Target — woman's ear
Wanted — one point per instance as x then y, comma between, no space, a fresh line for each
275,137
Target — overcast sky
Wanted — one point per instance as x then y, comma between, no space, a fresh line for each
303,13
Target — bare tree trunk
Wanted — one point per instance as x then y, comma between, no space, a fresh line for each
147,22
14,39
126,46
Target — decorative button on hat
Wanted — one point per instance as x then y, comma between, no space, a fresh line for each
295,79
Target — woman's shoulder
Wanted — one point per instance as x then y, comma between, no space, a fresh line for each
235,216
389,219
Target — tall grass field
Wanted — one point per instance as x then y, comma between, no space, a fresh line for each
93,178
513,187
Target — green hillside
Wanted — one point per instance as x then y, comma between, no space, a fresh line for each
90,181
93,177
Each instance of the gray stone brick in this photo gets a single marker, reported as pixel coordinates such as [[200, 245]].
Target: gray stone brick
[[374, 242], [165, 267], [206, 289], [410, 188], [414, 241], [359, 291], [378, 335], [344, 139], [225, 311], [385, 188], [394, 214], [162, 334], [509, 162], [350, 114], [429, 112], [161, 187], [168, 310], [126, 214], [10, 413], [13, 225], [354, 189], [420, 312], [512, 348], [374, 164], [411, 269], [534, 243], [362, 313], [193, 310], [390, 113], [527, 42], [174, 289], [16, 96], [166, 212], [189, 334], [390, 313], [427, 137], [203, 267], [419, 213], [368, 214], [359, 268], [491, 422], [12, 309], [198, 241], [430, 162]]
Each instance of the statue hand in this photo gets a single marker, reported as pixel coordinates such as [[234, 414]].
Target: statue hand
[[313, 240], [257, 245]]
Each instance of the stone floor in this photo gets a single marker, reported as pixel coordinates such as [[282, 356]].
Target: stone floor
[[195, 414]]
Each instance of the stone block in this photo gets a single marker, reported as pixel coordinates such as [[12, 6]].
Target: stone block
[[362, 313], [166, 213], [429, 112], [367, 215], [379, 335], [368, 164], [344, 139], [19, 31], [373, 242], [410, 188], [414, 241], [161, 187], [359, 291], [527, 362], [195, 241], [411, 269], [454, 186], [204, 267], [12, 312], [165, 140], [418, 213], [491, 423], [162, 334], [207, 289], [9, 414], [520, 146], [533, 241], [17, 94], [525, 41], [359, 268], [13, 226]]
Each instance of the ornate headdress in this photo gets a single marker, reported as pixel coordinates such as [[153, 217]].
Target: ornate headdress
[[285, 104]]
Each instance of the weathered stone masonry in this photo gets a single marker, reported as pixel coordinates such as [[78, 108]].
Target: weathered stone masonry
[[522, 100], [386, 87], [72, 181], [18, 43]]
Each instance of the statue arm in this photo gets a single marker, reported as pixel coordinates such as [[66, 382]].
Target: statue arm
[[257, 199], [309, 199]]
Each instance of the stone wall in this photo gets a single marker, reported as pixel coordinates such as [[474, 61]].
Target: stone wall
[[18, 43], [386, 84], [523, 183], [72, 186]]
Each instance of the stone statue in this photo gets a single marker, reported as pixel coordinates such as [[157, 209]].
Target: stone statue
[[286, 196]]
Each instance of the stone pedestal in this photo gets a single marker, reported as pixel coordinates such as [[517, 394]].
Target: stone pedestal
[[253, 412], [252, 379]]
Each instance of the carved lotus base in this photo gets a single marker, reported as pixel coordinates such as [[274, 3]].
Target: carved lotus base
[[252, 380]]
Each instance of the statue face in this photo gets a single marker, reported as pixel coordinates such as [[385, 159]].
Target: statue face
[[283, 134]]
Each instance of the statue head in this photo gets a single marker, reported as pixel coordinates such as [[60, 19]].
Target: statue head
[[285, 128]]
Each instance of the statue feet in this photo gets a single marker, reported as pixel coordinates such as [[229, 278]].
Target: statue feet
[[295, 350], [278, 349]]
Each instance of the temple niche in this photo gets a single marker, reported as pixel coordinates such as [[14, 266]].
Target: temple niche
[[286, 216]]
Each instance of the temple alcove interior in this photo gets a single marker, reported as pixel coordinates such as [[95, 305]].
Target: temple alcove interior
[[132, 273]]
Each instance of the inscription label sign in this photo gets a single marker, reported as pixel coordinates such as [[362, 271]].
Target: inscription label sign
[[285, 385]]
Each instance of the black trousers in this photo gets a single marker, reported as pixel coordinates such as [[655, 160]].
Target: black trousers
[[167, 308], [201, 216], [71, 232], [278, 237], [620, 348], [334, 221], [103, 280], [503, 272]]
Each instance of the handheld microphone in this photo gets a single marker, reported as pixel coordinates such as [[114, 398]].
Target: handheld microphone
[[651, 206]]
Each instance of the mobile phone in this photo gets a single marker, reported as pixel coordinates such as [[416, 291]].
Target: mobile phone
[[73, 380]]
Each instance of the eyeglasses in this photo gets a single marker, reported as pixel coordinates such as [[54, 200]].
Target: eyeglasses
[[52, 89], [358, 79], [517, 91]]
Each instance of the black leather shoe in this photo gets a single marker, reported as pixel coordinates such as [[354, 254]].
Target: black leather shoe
──────
Task details:
Retype the listing above in full, with no alterations.

Answer in full:
Target — woman's ear
Wanted — one point per instance as x then y, comma between, no space, a fresh line for each
275,137
Target — overcast sky
Wanted — one point per instance as x then y, comma between, no space, a fresh line for each
303,13
Target — bare tree trunk
Wanted — one point per instance as x then y, comma between, no space, a fresh line for each
147,22
14,39
126,46
Target — decorative button on hat
Wanted — one point per instance as x then y, comma between, no space, a fresh line for each
295,79
Target — woman's shoulder
Wanted — one point per instance as x then y, comma between, no space, a fresh line for each
235,216
389,219
Target — tall grass field
Wanted — one point per instance as x then y, comma between, no space, a fresh line for each
93,178
513,187
Target — green hillside
Wanted — one point per instance as x then y, comma between, no space, a fresh line for each
90,181
93,177
Each instance of the gray stone brick in this photo gets a single marker, reported as pixel coordinates such as [[200, 245]].
Target: gray stone brick
[[374, 242], [165, 267], [206, 289], [410, 188], [414, 241], [359, 291], [378, 335], [344, 139], [225, 311], [385, 188], [394, 214], [162, 334], [509, 162], [350, 114], [429, 112], [161, 187], [168, 310], [126, 214], [10, 413], [13, 225], [354, 189], [420, 312], [512, 348], [374, 164], [411, 269], [534, 243], [362, 313], [193, 310], [390, 113], [527, 42], [174, 289], [16, 96], [166, 212], [189, 334], [390, 313], [427, 137], [203, 267], [419, 213], [368, 214], [359, 268], [491, 422], [12, 309], [198, 241], [430, 162]]
Each instance of the statue hand in this photo gets a single marker, reported as pixel coordinates such as [[234, 414]].
Target: statue hand
[[313, 240], [257, 245]]
Each instance of the stone floor in this photo gets a single marker, reported as pixel coordinates such as [[282, 356]].
Target: stone floor
[[195, 414]]
Each instance of the stone block in this photo gets a single marker, reported as pixel coordinates such as [[12, 6]].
Target: stone block
[[362, 313], [166, 213], [429, 112], [367, 215], [379, 335], [368, 164], [344, 139], [19, 31], [373, 242], [410, 188], [414, 241], [161, 187], [359, 291], [527, 362], [195, 241], [411, 269], [454, 186], [204, 267], [12, 312], [165, 140], [418, 213], [491, 423], [162, 334], [207, 289], [9, 414], [520, 146], [533, 241], [17, 94], [525, 41], [359, 268], [13, 226]]
Each instance of the ornate headdress in this photo gets a single marker, reported as pixel coordinates such as [[153, 217]].
Target: ornate headdress
[[285, 104]]
Each instance of the weathered stone masonry in this photo gets a single marker, reported as pixel coordinates such as [[78, 108]].
Target: weathered stone masonry
[[522, 100], [386, 87], [72, 181], [18, 43]]
Each instance of the statue arm in this photo gets a single marker, reported as pixel coordinates such as [[66, 382]].
Target: statue arm
[[257, 199], [309, 199]]
Each instance of the stone wall in this photo gets a single marker, reported as pixel coordinates such as [[474, 61]].
Target: stone wall
[[18, 43], [386, 84], [523, 183], [72, 186]]
Each instance of the stone statue in this photo gets a single marker, reported as pixel coordinates such as [[157, 209]].
Target: stone statue
[[286, 196]]
Each instance of the stone pedestal in this photo gets a single marker, reported as pixel coordinates such as [[517, 394]].
Target: stone pedestal
[[253, 412], [252, 379]]
Each instance of the carved lotus base in this photo gets a single marker, reported as pixel coordinates such as [[274, 3]].
Target: carved lotus base
[[252, 380]]
Each instance of the statue face in this photo gets a single marker, reported as pixel coordinates such as [[385, 159]].
Target: statue face
[[283, 134]]
Each instance of the statue head in this photo gets a single marker, reported as pixel coordinates such as [[60, 19]].
Target: statue head
[[285, 128]]
Each instance of the statue feet in this photo gets a single marker, reported as pixel coordinates such as [[229, 278]].
Target: statue feet
[[295, 350], [278, 349]]
Each instance of the temple niche in this photo gets a single marker, reported as pixel coordinates such as [[14, 266]].
Target: temple niche
[[286, 216]]
Each instance of the temple alcove interior in this photo gets a single marker, reported as pixel coordinates such as [[95, 305]].
Target: temple alcove interior
[[132, 273]]
Each instance of the inscription label sign in this photo gets a single marker, reported as pixel coordinates such as [[362, 271]].
Target: inscription label sign
[[285, 385]]
Each instance of the black trousers in this photo gets a single marker, reported as pixel coordinates such as [[655, 160]].
Target: black trousers
[[167, 308], [201, 216], [71, 232], [278, 237], [620, 348], [334, 221], [103, 280], [503, 272]]
Each instance of the handheld microphone in this photo gets a single marker, reported as pixel coordinates such as [[114, 398]].
Target: handheld microphone
[[651, 206]]
Each instance of the mobile phone in this photo gets a single marker, reported as pixel coordinates such as [[416, 291]].
Target: mobile phone
[[73, 380]]
Each instance of the eyeglasses in this photo gets a single marker, reported as pixel coordinates such as [[54, 200]].
Target: eyeglasses
[[52, 89], [358, 79], [517, 91]]
Each instance of the black leather shoe in this photo gets a single marker, reported as pixel coordinates such as [[354, 254]].
Target: black leather shoe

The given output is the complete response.